[Source data]
╔══

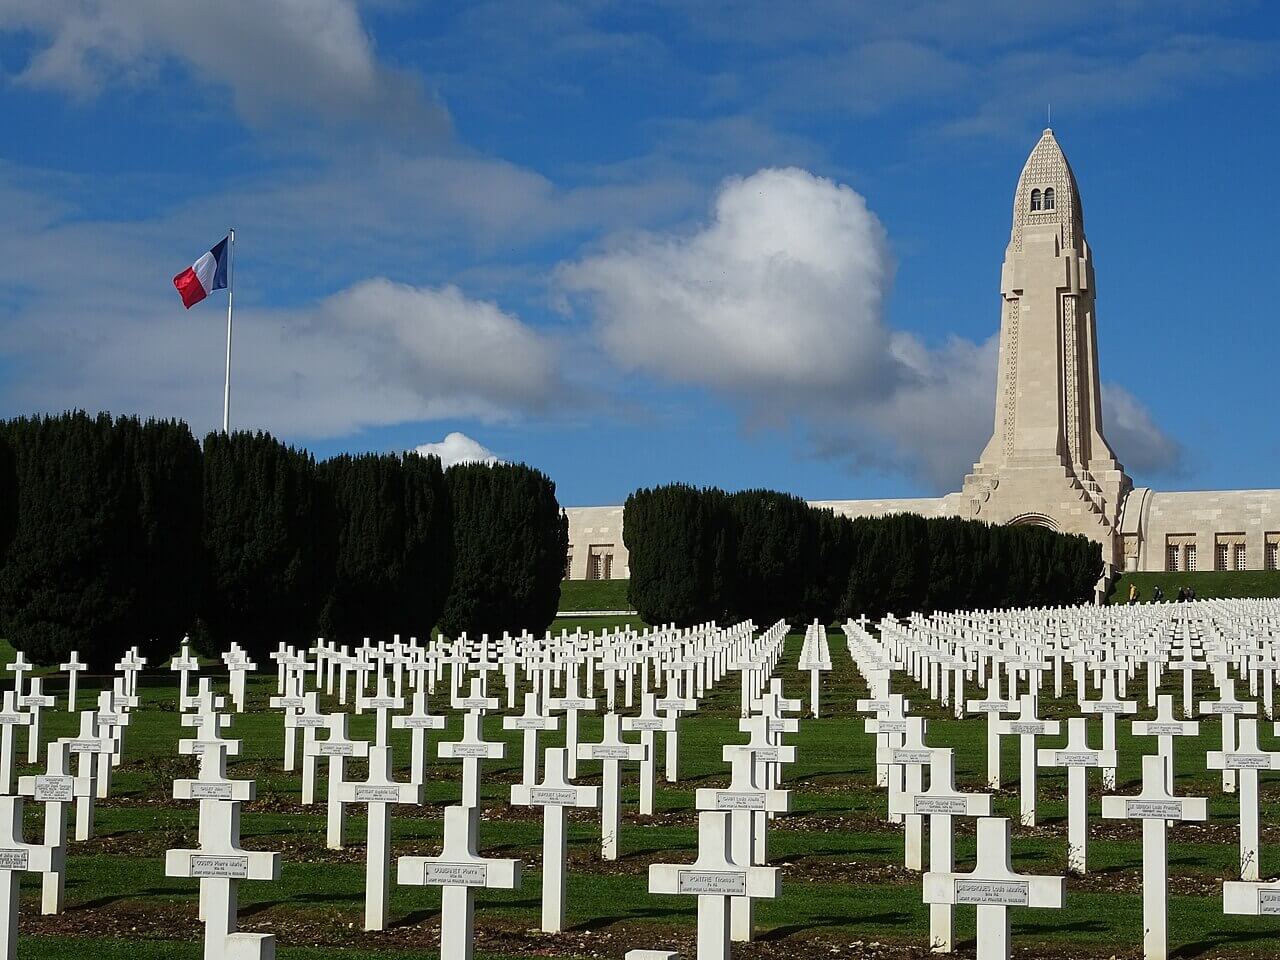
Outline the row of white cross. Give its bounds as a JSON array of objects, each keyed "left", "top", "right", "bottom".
[
  {"left": 0, "top": 617, "right": 811, "bottom": 960},
  {"left": 849, "top": 597, "right": 1280, "bottom": 960}
]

╚══

[Description of the task] All the records need to be set down word for word, with the images left out.

[Answer to the exercise]
Outline the row of white cross. Give its bounds as a JSON array of objects, each keyed "left", "top", "right", "bottom".
[
  {"left": 0, "top": 617, "right": 811, "bottom": 960},
  {"left": 849, "top": 597, "right": 1280, "bottom": 960}
]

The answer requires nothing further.